CONSIGNE A: D'après l'interview de Run ci-dessous, quel format Puta Madre devait-il tester en France ?

EXTRAIT SOURCE:
Run en Interview pour Puta Madre, Mutafukaz et Label 619
Cette année sur Les Comics.fr on a eu l’occasion de vous en parler à maintes reprises mais Puta Madre, c’est LE coup de cœur de Ben et Matt pour cette année 2017. C’est donc assez logiquement que Ben a essayé de rentrer en contact avec RUN, le porteur de ce projet avec l’illustrateur Neyef. Usant de sa disponibilité, on a eu donc la chance de pouvoir lui poser quelques questions.
Run est un véritable globe trotteur, notamment avec la sortie du film Mutafukaz, et on a eu du mal à le suivre. Du coup, on a échangé par e-mail. Mais assez parlé : laissons place au principal, l’interview.
LesComics.fr : En cette fin d’année sort l’intégrale Puta Madre, gros coups de cœur 2017 pour moi. Pouvez-vous nous en dire deux mots ?
RUN : En tant qu’éditeur, Puta Madre c’était pour moi un pari éditorial : tester en France le serial à l’américaine en fascicules de 32 pages. En tant qu’auteur, c’était une énorme envie de continuer à creuser l’univers de Mutafukaz avec un angle différent. Et proposer un spin-off qui pouvait être lu indépendamment de la série-mère, tout en contentant les fans de la première heure. C’était un challenge intéressant que je pense avoir relevé.
LesComics.fr : Puta Madre, c’est 6 épisodes où on suit l’évolution de Jésus depuis son enfance. 6 épisodes aux ambiances assez variées. Si vous deviez associer un morceau de musique à chaque épisode, quel serait votre choix ?
RUN : Pour le tome un, c’est pas évident. C’est celui qui est le moins marqué en terme d’ambiance propre. Alors je dirais la musique qui accompagne le documentaire “Perpétuité pour les enfants d’Amérique” de Cyril Denvers et Anthony Headley, tout simplement parce que c’est précisément ce doc qui m’a inspiré le point de départ de l’histoire de Puta Madre.
Pour le chapitre 2, un truc bien Raza Mexicana, bien Brown Pride, bien Chicano. Je dirais “Como Pancho Villa” de Dyablo, pour rester bien dans le thème 😊
Dans l’épisode 3, un mood plus hispanic country ; genre Coyote Country Music dans toute la partie qui concerne le vieux Pete. Puis, on basculerait sur du Métal hispanique au passage dans le club de bikers, en milieu de chapitre.

CONSIGNE B: Repérez, s'il vous plaît, chaque ligne des entrées ci-dessous qui contient la chaîne « turntable », puis recopiez-la.

LES DONNÉES:
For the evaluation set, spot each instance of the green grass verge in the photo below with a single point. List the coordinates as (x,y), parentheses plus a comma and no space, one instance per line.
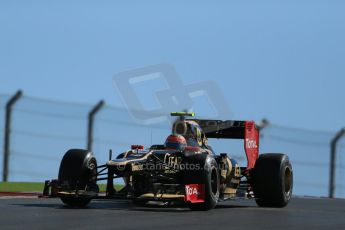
(34,187)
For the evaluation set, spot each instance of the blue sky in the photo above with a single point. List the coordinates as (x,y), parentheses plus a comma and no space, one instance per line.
(283,60)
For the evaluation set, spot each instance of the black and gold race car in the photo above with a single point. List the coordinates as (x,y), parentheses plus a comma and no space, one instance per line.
(184,169)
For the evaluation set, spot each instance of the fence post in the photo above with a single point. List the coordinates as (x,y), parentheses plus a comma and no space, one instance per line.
(334,141)
(7,132)
(263,124)
(91,119)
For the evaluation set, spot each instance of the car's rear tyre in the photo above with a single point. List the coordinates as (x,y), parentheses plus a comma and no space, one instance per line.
(78,171)
(273,180)
(210,177)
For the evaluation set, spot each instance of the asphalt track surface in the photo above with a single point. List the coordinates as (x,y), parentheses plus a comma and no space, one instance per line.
(302,213)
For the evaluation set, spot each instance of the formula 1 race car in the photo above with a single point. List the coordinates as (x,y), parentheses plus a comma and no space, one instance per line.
(184,169)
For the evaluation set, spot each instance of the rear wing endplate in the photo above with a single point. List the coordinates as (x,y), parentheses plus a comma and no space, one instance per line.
(229,129)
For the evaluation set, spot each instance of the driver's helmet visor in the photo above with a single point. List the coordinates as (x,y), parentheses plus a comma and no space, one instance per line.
(175,145)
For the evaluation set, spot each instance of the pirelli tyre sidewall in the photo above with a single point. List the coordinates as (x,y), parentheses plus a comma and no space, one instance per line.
(78,171)
(273,180)
(209,176)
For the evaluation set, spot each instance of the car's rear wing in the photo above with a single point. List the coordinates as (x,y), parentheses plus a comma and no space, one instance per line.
(246,130)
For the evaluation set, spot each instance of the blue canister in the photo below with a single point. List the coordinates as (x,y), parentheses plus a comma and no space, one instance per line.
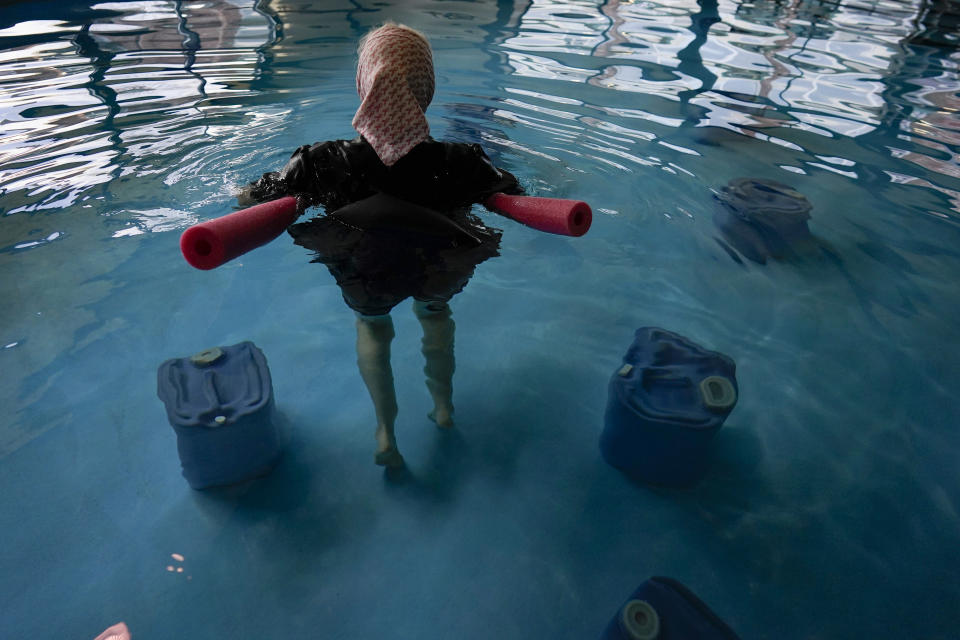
(663,609)
(665,404)
(220,404)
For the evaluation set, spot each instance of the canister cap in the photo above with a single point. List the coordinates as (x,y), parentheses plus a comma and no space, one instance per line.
(640,621)
(718,393)
(207,356)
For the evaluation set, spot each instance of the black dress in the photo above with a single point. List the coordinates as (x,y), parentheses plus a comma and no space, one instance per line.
(390,233)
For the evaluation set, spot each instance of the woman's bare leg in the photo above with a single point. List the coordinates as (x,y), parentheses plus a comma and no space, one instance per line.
(438,332)
(374,334)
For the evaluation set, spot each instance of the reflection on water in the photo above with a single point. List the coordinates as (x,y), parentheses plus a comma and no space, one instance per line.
(121,89)
(109,96)
(772,72)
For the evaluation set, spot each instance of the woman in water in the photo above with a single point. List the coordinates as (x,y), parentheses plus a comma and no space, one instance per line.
(397,221)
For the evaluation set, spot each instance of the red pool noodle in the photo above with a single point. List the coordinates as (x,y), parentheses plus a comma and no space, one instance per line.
(209,244)
(553,215)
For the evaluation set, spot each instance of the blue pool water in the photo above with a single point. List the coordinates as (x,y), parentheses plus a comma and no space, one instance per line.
(832,505)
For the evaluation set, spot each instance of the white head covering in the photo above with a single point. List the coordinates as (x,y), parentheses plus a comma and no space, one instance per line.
(395,82)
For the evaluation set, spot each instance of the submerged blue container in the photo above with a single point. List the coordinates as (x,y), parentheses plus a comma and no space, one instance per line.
(663,609)
(220,404)
(665,405)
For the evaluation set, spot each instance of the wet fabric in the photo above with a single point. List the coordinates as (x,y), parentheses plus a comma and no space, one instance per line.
(385,237)
(395,82)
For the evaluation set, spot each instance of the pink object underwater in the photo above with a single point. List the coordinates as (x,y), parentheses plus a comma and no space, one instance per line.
(210,244)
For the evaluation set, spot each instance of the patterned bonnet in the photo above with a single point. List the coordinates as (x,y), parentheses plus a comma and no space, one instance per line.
(395,82)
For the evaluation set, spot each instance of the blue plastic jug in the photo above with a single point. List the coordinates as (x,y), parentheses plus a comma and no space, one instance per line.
(665,405)
(220,404)
(663,609)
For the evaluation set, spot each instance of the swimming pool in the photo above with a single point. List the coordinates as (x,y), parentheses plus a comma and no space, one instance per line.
(831,506)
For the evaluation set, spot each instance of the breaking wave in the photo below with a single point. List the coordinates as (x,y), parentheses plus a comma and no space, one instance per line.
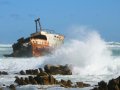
(87,53)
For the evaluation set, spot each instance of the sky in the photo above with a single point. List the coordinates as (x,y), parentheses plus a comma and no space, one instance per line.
(17,17)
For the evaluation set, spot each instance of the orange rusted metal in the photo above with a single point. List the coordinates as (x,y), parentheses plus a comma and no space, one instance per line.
(38,46)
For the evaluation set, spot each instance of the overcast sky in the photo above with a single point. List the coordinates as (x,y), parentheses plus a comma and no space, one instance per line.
(17,17)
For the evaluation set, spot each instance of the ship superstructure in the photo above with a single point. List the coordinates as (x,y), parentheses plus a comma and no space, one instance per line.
(39,43)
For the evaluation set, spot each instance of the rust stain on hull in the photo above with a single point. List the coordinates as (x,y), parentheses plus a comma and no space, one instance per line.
(38,44)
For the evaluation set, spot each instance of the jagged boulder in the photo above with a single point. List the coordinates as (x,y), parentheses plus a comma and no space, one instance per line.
(58,69)
(22,72)
(3,73)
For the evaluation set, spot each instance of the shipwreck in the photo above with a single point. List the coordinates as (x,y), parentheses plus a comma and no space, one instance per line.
(37,44)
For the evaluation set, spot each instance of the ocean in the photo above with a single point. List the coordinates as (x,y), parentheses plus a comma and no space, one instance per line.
(91,58)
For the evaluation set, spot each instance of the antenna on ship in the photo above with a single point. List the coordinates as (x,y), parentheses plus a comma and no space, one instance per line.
(37,21)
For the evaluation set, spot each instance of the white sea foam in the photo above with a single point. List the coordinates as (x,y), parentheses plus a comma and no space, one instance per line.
(87,53)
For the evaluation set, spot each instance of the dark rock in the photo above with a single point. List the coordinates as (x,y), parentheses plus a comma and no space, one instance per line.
(35,72)
(12,86)
(102,85)
(79,84)
(3,73)
(58,69)
(22,72)
(42,73)
(29,72)
(39,80)
(113,84)
(27,80)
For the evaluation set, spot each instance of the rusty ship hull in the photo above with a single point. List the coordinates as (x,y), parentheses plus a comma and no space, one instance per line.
(38,44)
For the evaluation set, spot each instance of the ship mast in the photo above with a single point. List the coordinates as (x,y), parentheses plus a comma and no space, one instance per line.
(37,22)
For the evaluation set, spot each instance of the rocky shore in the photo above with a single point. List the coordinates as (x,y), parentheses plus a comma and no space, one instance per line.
(113,84)
(46,77)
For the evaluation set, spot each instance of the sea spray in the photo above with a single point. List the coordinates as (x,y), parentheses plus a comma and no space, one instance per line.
(87,53)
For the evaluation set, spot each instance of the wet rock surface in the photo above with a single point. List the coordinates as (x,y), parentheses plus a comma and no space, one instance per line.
(45,77)
(58,69)
(3,73)
(113,84)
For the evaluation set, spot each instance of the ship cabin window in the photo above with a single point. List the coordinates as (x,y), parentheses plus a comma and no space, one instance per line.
(40,37)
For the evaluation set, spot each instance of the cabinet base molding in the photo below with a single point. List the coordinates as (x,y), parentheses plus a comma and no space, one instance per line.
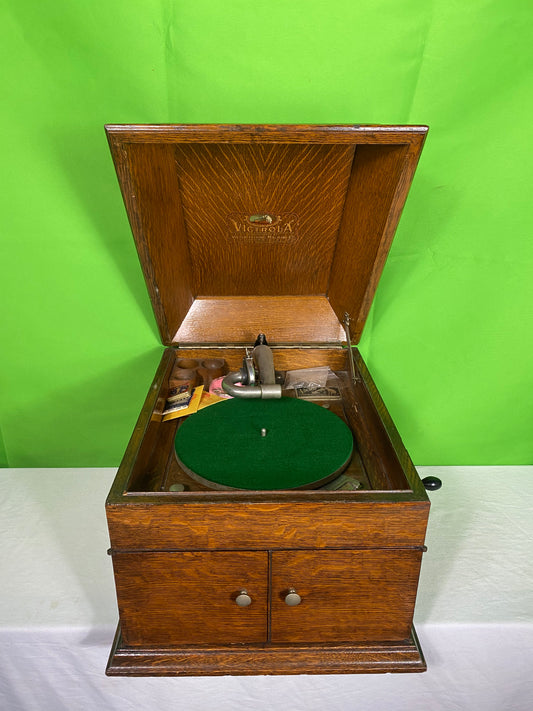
(253,660)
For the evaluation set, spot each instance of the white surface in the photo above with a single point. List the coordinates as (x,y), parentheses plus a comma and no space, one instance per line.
(474,613)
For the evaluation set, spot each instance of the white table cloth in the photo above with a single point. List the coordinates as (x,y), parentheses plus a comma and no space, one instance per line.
(474,613)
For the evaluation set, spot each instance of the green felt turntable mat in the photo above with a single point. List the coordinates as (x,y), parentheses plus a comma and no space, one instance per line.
(303,445)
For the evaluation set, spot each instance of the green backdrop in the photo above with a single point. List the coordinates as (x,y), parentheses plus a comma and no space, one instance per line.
(450,335)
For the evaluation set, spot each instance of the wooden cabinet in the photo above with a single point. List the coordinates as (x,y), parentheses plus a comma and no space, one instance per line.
(180,598)
(174,599)
(346,596)
(282,230)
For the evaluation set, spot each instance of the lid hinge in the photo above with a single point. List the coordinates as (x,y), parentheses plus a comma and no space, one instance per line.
(346,324)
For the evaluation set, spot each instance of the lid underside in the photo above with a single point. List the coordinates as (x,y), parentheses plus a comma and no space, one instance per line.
(280,229)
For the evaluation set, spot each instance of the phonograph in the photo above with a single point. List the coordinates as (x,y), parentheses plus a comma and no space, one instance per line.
(266,517)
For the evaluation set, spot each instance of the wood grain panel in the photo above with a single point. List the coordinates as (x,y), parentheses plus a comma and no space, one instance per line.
(222,185)
(361,658)
(347,596)
(303,524)
(265,133)
(363,241)
(189,598)
(284,319)
(151,194)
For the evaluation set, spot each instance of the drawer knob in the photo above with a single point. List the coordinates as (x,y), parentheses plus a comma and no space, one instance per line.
(292,598)
(243,599)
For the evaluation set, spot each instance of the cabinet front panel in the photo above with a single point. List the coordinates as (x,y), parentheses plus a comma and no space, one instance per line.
(172,599)
(345,596)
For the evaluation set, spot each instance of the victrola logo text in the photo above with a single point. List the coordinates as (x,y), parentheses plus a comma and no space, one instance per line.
(263,227)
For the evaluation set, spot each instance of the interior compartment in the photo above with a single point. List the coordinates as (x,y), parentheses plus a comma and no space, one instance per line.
(375,462)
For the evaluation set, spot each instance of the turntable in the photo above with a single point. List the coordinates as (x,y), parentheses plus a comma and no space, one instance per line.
(279,529)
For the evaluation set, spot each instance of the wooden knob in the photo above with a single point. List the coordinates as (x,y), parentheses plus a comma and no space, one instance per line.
(292,598)
(243,599)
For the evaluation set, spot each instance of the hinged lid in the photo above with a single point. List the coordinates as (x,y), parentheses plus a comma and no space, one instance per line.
(279,229)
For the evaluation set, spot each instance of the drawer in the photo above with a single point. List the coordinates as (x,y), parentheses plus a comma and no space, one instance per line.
(346,596)
(188,598)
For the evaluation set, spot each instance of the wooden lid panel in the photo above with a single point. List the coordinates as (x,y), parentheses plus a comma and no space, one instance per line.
(299,189)
(259,212)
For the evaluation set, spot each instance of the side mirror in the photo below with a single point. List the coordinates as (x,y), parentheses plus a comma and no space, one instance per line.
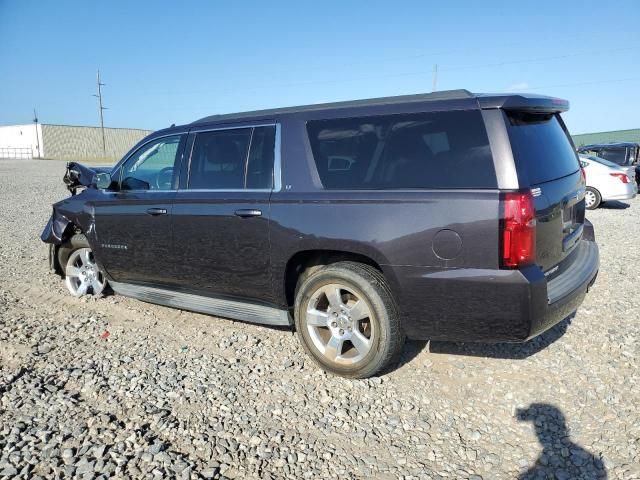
(103,181)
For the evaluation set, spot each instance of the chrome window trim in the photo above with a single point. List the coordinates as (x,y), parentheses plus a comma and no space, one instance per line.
(277,159)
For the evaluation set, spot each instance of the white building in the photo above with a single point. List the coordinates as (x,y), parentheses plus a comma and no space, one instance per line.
(66,142)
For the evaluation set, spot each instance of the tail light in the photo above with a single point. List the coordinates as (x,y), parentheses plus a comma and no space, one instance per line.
(620,176)
(518,229)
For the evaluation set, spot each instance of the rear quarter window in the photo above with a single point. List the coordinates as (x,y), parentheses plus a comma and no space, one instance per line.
(436,150)
(541,147)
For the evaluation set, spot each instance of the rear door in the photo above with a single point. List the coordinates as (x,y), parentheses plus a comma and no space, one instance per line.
(547,163)
(221,212)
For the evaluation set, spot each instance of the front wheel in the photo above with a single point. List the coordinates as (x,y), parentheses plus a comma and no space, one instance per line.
(592,199)
(347,320)
(82,275)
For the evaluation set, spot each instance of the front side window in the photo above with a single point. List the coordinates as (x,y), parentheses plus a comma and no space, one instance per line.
(405,151)
(152,167)
(233,159)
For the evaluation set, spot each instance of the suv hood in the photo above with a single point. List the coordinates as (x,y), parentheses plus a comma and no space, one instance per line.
(78,176)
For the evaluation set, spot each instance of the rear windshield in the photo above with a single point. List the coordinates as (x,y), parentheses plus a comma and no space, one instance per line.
(405,151)
(541,147)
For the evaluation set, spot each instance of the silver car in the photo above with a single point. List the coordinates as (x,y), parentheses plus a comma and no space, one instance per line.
(607,181)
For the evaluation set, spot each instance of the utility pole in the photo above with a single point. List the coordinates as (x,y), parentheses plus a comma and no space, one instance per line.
(35,121)
(435,78)
(100,110)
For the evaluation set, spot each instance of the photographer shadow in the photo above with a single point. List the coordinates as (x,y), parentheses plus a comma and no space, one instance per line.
(560,458)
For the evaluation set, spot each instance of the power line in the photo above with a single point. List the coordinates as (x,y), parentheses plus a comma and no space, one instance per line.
(100,110)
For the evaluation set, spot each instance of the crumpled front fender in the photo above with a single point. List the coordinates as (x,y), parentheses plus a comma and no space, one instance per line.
(54,230)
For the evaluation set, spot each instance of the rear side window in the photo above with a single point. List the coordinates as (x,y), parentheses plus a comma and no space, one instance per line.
(233,159)
(541,146)
(408,151)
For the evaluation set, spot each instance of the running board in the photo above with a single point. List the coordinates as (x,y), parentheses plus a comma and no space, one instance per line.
(237,310)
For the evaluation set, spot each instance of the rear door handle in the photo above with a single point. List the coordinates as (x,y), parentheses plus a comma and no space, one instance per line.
(248,212)
(157,211)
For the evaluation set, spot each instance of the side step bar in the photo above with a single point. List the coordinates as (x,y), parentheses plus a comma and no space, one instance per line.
(237,310)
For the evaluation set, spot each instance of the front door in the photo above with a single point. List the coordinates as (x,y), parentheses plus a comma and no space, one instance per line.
(133,221)
(221,213)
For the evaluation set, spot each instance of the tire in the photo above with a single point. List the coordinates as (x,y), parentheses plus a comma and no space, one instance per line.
(592,199)
(351,342)
(76,255)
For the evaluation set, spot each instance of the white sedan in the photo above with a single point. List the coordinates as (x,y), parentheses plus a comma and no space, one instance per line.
(607,181)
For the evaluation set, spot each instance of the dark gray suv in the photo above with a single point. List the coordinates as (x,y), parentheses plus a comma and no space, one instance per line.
(452,216)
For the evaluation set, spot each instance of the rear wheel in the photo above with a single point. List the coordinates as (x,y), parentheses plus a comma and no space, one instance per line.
(347,320)
(82,275)
(592,199)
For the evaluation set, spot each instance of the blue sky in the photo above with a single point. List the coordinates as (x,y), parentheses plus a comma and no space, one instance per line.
(173,62)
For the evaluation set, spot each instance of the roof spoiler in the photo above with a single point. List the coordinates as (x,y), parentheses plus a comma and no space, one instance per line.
(521,102)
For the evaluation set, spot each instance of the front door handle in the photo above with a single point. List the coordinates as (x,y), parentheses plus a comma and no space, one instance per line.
(248,212)
(157,211)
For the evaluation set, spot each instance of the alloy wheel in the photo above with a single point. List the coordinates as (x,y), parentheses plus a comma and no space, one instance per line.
(340,324)
(82,275)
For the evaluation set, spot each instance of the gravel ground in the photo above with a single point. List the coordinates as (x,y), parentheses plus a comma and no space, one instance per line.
(95,388)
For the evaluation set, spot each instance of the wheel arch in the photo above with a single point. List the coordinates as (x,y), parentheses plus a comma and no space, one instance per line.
(304,260)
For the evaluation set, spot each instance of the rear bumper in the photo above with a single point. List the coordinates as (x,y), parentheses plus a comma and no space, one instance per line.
(477,305)
(623,192)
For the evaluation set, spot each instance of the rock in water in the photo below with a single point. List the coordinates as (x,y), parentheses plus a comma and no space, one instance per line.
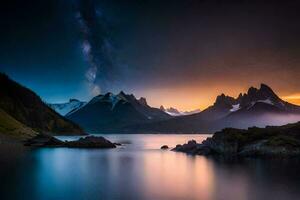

CORRIGÉ DÉTAILLÉ A: Le serial à l'américaine en fascicules de 32 pages.

CORRIGÉ DÉTAILLÉ B:
For the evaluation set, spot each instance of the green felt turntable mat in the photo above with a single point. List the coordinates as (x,y), parentheses plus a comma and no space, one instance per line.
For the evaluation set, spot each instance of the turntable in the photo above with a single point. List the coordinates as (x,y), parentheses plus a comma and no space, one instance per line.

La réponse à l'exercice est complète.